* _What you will do_:
In the lines below, find the one that contains "Where can the shaded" and write it out exactly, along with every line that follows it.

[Coordinate labeling data]
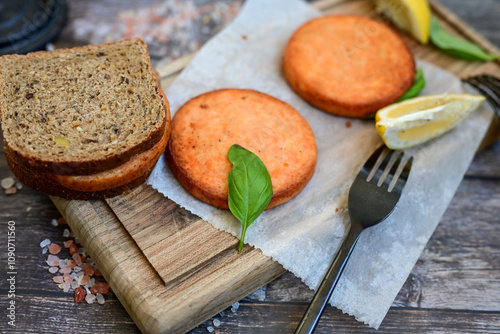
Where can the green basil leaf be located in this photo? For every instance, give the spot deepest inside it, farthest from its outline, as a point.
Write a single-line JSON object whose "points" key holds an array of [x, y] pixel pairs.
{"points": [[456, 46], [416, 88], [250, 187]]}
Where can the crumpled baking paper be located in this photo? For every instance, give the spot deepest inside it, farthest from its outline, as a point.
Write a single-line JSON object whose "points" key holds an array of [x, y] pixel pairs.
{"points": [[305, 233]]}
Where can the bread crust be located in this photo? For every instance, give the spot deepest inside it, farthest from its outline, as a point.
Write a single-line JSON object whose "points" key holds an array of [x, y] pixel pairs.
{"points": [[348, 65], [43, 185], [206, 127], [63, 166]]}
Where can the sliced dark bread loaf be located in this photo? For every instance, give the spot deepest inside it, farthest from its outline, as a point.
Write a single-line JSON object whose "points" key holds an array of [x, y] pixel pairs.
{"points": [[80, 111], [40, 183]]}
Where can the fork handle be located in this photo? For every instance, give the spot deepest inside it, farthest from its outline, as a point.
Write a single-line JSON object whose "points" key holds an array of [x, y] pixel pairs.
{"points": [[325, 289]]}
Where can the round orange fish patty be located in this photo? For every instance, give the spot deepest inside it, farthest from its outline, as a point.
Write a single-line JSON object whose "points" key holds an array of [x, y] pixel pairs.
{"points": [[348, 65], [206, 127]]}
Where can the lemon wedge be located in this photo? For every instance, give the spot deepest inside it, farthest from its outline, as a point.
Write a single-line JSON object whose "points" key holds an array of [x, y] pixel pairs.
{"points": [[415, 121], [413, 16]]}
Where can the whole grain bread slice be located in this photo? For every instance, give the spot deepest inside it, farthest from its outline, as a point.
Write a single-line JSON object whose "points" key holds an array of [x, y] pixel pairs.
{"points": [[80, 111]]}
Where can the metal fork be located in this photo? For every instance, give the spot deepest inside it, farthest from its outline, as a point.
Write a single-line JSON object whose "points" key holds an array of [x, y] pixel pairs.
{"points": [[489, 86], [372, 197]]}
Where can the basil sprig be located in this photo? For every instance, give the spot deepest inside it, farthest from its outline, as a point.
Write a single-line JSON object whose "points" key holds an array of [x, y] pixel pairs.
{"points": [[456, 46], [416, 88], [250, 187]]}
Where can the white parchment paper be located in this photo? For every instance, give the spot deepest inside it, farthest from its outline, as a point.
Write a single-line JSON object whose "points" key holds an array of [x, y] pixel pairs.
{"points": [[304, 234]]}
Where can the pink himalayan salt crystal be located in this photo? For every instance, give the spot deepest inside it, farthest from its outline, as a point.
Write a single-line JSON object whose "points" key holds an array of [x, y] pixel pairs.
{"points": [[62, 264], [88, 270], [53, 261], [65, 270], [54, 249], [100, 298], [85, 279], [77, 258], [90, 298], [70, 263], [58, 279]]}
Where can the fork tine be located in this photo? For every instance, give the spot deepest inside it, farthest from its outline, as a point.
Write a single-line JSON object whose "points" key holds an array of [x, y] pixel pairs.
{"points": [[401, 174], [489, 86], [389, 169], [372, 165]]}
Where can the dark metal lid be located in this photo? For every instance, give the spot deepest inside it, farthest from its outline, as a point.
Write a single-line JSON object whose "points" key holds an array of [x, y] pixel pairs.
{"points": [[27, 25]]}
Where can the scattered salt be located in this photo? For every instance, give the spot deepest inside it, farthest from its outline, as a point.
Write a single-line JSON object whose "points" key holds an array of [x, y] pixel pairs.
{"points": [[235, 307], [65, 270], [85, 280], [58, 279], [54, 248], [62, 263], [91, 282], [53, 260], [8, 182], [77, 259], [100, 298], [45, 243], [89, 298], [66, 233], [50, 47]]}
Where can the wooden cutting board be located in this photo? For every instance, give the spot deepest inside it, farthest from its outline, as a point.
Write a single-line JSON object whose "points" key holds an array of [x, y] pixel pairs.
{"points": [[170, 269]]}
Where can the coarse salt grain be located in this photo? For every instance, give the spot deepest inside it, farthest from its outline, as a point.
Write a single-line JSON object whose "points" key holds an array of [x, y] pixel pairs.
{"points": [[63, 263], [100, 298], [66, 233], [89, 298], [65, 270], [53, 260], [54, 248], [45, 243], [91, 282], [85, 279], [235, 307], [73, 249], [77, 258], [88, 270], [8, 182], [58, 279]]}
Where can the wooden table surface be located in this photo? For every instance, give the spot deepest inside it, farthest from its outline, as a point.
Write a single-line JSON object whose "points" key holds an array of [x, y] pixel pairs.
{"points": [[453, 288]]}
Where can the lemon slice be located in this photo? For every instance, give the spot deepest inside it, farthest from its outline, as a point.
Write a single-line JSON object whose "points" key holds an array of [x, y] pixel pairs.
{"points": [[415, 121], [413, 16]]}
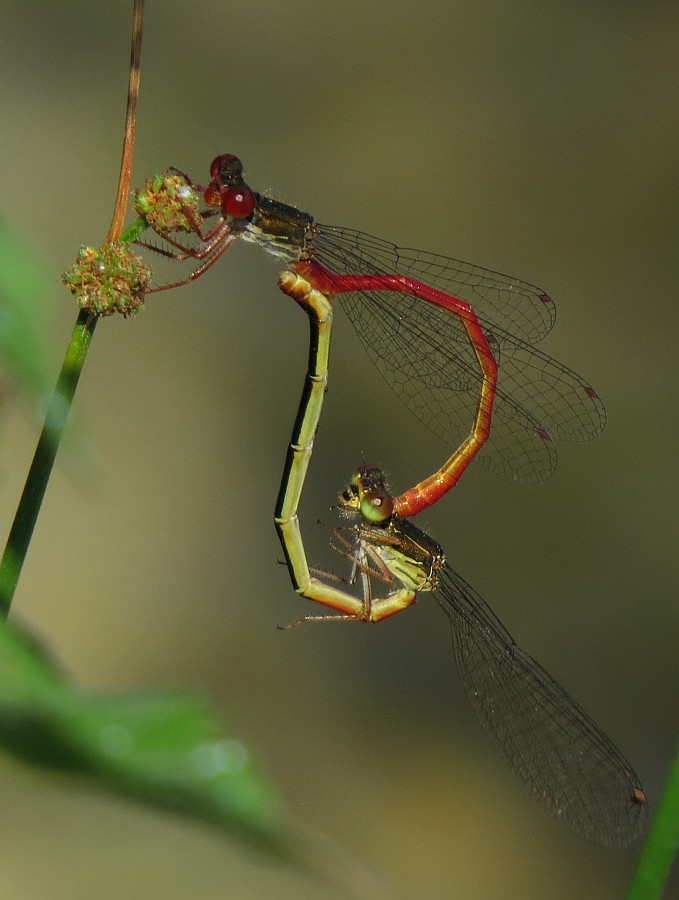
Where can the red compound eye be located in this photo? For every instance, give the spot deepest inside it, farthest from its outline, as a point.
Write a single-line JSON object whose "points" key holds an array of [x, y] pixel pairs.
{"points": [[212, 195], [225, 168], [238, 203]]}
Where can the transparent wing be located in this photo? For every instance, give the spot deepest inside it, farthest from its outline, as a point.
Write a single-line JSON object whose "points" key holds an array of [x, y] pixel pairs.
{"points": [[560, 754], [424, 354]]}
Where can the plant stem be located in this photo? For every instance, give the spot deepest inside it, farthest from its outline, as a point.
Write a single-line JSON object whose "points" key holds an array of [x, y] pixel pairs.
{"points": [[661, 844], [43, 460]]}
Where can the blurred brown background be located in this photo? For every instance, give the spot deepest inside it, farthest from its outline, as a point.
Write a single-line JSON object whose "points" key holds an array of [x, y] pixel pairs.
{"points": [[537, 139]]}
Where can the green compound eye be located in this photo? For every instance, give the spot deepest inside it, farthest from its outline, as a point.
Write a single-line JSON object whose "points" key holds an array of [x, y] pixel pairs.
{"points": [[377, 507]]}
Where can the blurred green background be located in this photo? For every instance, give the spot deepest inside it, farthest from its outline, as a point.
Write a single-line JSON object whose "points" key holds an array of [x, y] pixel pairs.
{"points": [[537, 139]]}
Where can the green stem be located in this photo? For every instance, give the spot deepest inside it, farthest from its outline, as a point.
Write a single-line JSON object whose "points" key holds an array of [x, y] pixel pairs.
{"points": [[661, 844], [45, 453]]}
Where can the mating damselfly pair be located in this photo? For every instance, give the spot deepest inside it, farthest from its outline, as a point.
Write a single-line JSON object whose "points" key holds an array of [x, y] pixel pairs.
{"points": [[457, 343]]}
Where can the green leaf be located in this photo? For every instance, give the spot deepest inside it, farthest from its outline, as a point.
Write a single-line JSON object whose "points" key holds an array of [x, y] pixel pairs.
{"points": [[166, 749]]}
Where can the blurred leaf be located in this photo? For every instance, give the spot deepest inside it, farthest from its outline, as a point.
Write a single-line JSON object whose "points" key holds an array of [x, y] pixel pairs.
{"points": [[166, 749], [24, 290]]}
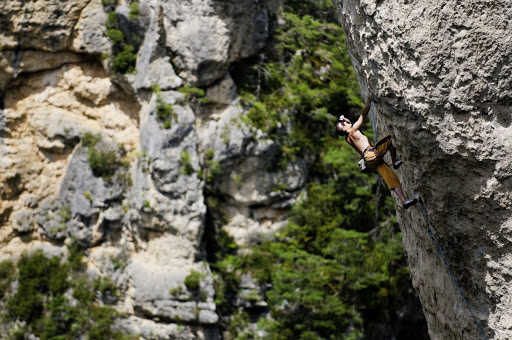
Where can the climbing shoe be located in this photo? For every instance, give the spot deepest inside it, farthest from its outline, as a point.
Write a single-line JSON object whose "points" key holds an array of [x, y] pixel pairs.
{"points": [[410, 203], [397, 163]]}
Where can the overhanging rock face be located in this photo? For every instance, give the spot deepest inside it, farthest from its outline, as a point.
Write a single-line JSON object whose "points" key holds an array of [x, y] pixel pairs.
{"points": [[440, 75]]}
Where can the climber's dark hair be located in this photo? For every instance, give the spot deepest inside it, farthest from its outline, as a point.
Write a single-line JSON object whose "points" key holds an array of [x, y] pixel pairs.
{"points": [[339, 132]]}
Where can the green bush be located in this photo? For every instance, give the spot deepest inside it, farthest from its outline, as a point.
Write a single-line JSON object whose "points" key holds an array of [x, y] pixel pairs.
{"points": [[7, 275], [115, 35], [193, 280], [124, 62], [103, 163], [326, 277], [40, 302], [192, 92], [134, 10]]}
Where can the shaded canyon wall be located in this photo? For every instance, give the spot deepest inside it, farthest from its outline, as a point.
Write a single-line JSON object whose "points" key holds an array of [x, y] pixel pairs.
{"points": [[440, 74]]}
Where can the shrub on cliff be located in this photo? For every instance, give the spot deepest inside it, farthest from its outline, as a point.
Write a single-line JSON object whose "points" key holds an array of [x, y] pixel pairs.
{"points": [[42, 303], [337, 270]]}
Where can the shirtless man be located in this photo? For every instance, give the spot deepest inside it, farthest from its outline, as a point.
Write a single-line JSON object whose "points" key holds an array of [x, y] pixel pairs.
{"points": [[374, 155]]}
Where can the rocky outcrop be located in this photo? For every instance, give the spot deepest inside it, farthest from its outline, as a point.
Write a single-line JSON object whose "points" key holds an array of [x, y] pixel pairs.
{"points": [[86, 154], [440, 75]]}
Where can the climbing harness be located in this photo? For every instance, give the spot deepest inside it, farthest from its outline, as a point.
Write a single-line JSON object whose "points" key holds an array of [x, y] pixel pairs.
{"points": [[429, 230]]}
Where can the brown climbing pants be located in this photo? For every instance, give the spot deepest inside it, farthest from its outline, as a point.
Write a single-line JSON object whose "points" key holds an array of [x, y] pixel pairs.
{"points": [[374, 159]]}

* _Solution to this exercise_:
Where can the shaded canyon wall be located in this photo? For every instance, give the spot deepest inside it, farthest from its outline, as a point.
Write a single-line JSON object whose "points" key holds an array of [x, y] pixel pairs.
{"points": [[440, 74]]}
Where can the shrub on cliff be located in this photo? For every instance, give the spot deepest inside it, farthest from its outline, as a point.
Write a single-line JSON object whose "points" key holds an array of [x, y] pixel pairs.
{"points": [[42, 303], [337, 270]]}
Where can the shirtless man be located in this photo? For every instance, give the spot deepest inside it, farthest from its outline, as a point.
Write a single-line JSON object whose "points" key holds an array of [x, y] pixel pairs.
{"points": [[374, 155]]}
Where can the rocky outcrop be located in this photo? For every instance, give the spot deepest inside it, farthest from its outline, as a point.
Write a single-line JSON object whose "points" key holds an array of [x, y] pixel pairs.
{"points": [[86, 154], [440, 75]]}
Where can the climbing harness be located in this photo? For every instance, give the spot deepest inside it, farthest from its outline, as a point.
Write a single-line JSON object whose "points" key holds an array of [x, y] pixel pairs.
{"points": [[429, 230]]}
Where can the brown climbing pants be located in this photo? For every instance, give the spot deepest inside it, farthest from its outline, as a point.
Write a single-line JSON object whose "points" key holds an array of [x, y] pixel pairs.
{"points": [[374, 159]]}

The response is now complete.